-- TASK DIRECTIONS --
Each line below should be repeated exactly as it stands.

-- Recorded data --
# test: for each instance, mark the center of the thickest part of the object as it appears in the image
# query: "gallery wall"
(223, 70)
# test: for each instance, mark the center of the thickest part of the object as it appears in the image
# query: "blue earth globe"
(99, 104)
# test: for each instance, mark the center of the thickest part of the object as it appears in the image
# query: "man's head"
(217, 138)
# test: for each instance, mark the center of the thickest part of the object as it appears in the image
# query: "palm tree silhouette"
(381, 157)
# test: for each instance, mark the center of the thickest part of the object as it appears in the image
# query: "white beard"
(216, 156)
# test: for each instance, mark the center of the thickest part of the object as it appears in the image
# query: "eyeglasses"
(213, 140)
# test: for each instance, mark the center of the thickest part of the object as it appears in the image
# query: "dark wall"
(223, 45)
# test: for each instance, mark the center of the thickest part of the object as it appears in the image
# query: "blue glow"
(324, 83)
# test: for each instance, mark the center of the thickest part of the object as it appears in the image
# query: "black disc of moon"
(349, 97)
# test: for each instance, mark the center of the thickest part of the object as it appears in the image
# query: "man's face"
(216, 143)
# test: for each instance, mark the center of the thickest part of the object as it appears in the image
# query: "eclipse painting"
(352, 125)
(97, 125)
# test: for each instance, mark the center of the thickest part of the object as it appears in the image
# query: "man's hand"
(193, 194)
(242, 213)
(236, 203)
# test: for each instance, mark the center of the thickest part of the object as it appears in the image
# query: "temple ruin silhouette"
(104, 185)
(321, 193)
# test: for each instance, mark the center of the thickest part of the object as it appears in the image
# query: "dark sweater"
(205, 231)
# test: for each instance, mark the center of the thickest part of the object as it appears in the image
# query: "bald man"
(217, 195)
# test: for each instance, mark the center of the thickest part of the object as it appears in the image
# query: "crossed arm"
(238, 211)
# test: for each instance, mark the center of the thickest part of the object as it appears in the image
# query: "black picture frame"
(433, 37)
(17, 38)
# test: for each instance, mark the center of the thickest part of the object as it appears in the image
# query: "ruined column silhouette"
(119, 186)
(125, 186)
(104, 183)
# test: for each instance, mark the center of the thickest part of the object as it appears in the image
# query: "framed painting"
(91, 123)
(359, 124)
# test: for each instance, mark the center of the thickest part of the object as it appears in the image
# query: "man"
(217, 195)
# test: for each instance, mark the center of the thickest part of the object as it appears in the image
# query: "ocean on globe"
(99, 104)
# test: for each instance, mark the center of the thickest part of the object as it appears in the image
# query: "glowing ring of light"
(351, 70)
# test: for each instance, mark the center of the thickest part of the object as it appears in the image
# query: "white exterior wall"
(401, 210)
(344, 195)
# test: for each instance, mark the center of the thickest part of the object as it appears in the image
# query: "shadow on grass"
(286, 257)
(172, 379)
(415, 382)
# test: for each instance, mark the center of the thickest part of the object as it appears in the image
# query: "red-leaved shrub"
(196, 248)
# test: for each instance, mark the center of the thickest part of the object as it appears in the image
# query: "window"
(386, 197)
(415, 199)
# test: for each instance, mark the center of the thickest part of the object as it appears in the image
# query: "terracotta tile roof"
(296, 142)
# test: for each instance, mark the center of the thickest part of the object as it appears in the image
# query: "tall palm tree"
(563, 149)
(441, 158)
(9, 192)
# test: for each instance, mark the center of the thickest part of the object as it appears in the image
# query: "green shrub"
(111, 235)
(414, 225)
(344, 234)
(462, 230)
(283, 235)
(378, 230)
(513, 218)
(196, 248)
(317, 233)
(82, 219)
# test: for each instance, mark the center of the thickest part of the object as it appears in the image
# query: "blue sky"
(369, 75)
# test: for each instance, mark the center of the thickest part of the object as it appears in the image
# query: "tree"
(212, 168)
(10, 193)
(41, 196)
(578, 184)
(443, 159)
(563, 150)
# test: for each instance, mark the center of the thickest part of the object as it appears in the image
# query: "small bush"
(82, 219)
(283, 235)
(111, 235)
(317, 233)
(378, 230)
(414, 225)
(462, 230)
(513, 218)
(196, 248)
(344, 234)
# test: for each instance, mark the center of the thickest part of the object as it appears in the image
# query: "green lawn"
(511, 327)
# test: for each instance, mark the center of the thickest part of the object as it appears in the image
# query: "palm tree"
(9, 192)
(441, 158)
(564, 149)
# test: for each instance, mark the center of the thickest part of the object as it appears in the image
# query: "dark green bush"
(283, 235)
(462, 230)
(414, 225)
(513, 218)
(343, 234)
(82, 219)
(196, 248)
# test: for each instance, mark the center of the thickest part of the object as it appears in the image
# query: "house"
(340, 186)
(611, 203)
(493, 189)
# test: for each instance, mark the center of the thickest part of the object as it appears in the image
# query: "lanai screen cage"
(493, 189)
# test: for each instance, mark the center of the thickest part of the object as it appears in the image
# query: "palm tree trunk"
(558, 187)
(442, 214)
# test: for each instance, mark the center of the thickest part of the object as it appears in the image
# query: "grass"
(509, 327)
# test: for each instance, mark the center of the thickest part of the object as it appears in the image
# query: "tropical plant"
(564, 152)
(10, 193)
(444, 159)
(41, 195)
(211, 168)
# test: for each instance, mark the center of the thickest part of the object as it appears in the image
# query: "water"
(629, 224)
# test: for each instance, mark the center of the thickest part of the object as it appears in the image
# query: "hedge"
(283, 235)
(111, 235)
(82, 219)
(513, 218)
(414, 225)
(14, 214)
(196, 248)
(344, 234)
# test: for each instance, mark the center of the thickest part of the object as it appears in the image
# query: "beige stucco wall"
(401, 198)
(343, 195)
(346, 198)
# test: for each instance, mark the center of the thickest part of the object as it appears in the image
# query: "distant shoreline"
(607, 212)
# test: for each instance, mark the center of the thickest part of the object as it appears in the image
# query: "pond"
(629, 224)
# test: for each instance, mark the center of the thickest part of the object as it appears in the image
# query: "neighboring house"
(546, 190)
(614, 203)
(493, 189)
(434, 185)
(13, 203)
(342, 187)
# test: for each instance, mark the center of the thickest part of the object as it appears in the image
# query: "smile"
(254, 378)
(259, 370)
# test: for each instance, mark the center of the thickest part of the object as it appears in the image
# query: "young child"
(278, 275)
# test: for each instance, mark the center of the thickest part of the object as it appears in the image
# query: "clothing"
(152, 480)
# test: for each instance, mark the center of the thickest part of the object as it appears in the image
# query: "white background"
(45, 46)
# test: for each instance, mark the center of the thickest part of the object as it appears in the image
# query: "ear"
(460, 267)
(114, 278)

-- ANSWER SPACE --
# test: for each instance, mark the center of the thickest part of the object as it appears in the image
# query: "gallery wall"
(223, 70)
# test: for each instance, mark the center of the thickest part of the object as it appears in the image
# query: "blue earth globe"
(99, 104)
# test: for each instance, mark the center of the thickest part of the object as it appears in the image
# query: "man's head"
(217, 138)
# test: for each instance, mark the center of the thickest part of the object as it appears in the image
# query: "palm tree silhouette"
(381, 157)
# test: for each instance, mark the center of the thickest part of the object as it appears in the image
# query: "white beard"
(216, 156)
# test: for each instance, mark the center of the thickest part of the object as it appears in the image
# query: "eyeglasses"
(213, 140)
# test: for each instance, mark the center of the thickest part of the object as it appears in the image
# query: "dark wall"
(223, 45)
# test: for each instance, mark the center of the thickest part of the object as it appears in the image
# query: "blue glow"
(324, 83)
# test: for each instance, mark the center of the thickest part of the object as it appears in the image
# query: "black disc of moon"
(349, 97)
# test: for each instance, mark the center of the thickest part of the object as it appears in the image
# query: "man's face"
(216, 143)
# test: for each instance, mark the center of the thickest part of the object as it appears in the image
# query: "eclipse painting"
(352, 125)
(97, 125)
# test: for each instance, mark the center of the thickest part of the object as it appears in the image
# query: "man's hand"
(193, 194)
(242, 213)
(236, 203)
# test: for each instance, mark the center of the thickest part of the object as it appears in the image
# query: "temple ruin silhouette"
(104, 185)
(321, 193)
# test: for each instance, mark the center of the thickest part of the object as it appears in the image
# query: "dark sweater"
(205, 231)
# test: for each instance, mark the center of the thickest part of the object as it appears in the image
# query: "bald man"
(217, 195)
# test: for each instance, mark the center of the thickest part of the object as it appears in the image
# query: "crossed arm"
(238, 211)
# test: for each instance, mark the center of the thickest part of the object as it appears in the image
# query: "black picture frame"
(433, 37)
(17, 38)
# test: for each instance, mark the center of the thickest part of the object as it appears in the image
# query: "ruined column silhouette"
(119, 186)
(125, 186)
(104, 183)
# test: for each instance, mark the center of the thickest part of the object as it appears in the image
# query: "framed painting"
(91, 123)
(359, 124)
# test: for each instance, mark the center of the thickest part of the object as it appears in the image
# query: "man"
(217, 195)
# test: for each instance, mark the center of the thickest part of the object as it appears in the image
# query: "ocean on globe"
(99, 104)
# test: for each instance, mark the center of the thickest part of the object as it appears in the image
# query: "glowing ring of light"
(351, 70)
# test: for each instance, mark the center of the thickest part of the object as it appears in the image
# query: "white exterior wall"
(401, 210)
(344, 195)
# test: for each instance, mark the center of the thickest part of the object as it appears in the image
# query: "shadow on grass"
(286, 257)
(172, 379)
(415, 382)
# test: for each instance, mark the center of the thickest part of the object as it appears in the image
# query: "red-leaved shrub"
(196, 248)
# test: for each instance, mark the center of the thickest part of the object as it appears in the image
# query: "window"
(386, 197)
(415, 199)
# test: for each instance, mark the center of the thickest part of the object as it appears in the image
# query: "terracotta tile roof"
(296, 142)
# test: for each instance, mark the center of the thickest part of the object as it appears in the image
# query: "tall palm tree"
(563, 149)
(441, 158)
(9, 192)
# test: for each instance, mark the center of the thickest part of the object as it appears in the image
# query: "green shrub"
(111, 235)
(414, 225)
(344, 234)
(462, 230)
(283, 235)
(378, 230)
(513, 218)
(196, 248)
(317, 233)
(82, 219)
# test: for each instance, mark the center of the thickest part of the object as it appears in the image
# query: "blue sky"
(369, 75)
# test: for each instance, mark the center of the thickest part of the object as it appears in the image
# query: "tree"
(212, 168)
(10, 193)
(41, 196)
(578, 184)
(443, 159)
(563, 150)
# test: for each instance, mark the center of the thickest part of the object as it appears in the image
# query: "small bush"
(82, 219)
(283, 235)
(111, 235)
(317, 233)
(378, 230)
(414, 225)
(462, 230)
(513, 218)
(196, 248)
(344, 234)
# test: for each instance, mark the center of the thickest part of the object as it appears in the image
# query: "green lawn"
(511, 327)
# test: for each instance, mark the center of the thickest part of the object as it appears in the image
# query: "palm tree"
(9, 192)
(441, 158)
(564, 149)
# test: for each instance, mark the center of the thickest part of the object as it appears in the image
# query: "dark green bush"
(283, 235)
(462, 230)
(414, 225)
(513, 218)
(343, 234)
(82, 219)
(196, 248)
# test: for each instance, mark the center of the thickest part of the object as it appears in the image
# query: "house"
(340, 186)
(611, 203)
(493, 189)
# test: for each instance, mark the center of the thickest part of the object as it appears in the image
# query: "lanai screen cage"
(493, 189)
# test: for each instance, mark the center of the thickest part of the object as it appears in the image
# query: "palm tree trunk"
(558, 187)
(442, 214)
# test: for each instance, mark the center of the thickest part of the object as it appears in the image
# query: "grass"
(509, 327)
# test: for each instance, mark the center of the thickest part of the object as it appears in the image
# query: "tropical plant"
(564, 152)
(10, 193)
(444, 159)
(41, 195)
(211, 168)
# test: for each instance, mark the center of the thickest part of the object as it appears in the image
# query: "water"
(629, 224)
# test: for each instance, mark the center of the thickest part of the object as it appears in the image
# query: "hedge"
(283, 235)
(111, 235)
(82, 219)
(513, 218)
(414, 225)
(14, 214)
(196, 248)
(344, 234)
# test: for each instance, mark the center of the thickest part of the object as it appears in the image
# query: "beige stucco wall"
(401, 198)
(343, 195)
(346, 198)
# test: for each instance, mark the center of the thickest part of the object as it appears in the image
# query: "distant shoreline"
(607, 212)
# test: for each instance, mark the center of the thickest part of the object as it appears in the image
# query: "pond"
(629, 224)
# test: for each instance, mark the center of the thickest part of the object as it appears in the image
# query: "neighboring house"
(546, 190)
(614, 203)
(493, 189)
(434, 185)
(13, 203)
(342, 187)
# test: for each instance, mark the center of the thickest part of the object as it appears in the image
# query: "smile"
(254, 378)
(259, 370)
# test: for each instance, mark the center of the thickest part of the object as it appears in the image
# query: "young child"
(278, 275)
# test: for each instance, mark the center of the thickest part of the object as it appears in the image
# query: "clothing"
(152, 480)
# test: for each instance, mark the center of the thickest part of the object as it appears in the image
# query: "white background"
(45, 46)
# test: for each instance, mark the center of the thickest part of the object as it appears in the image
# query: "ear"
(460, 267)
(114, 278)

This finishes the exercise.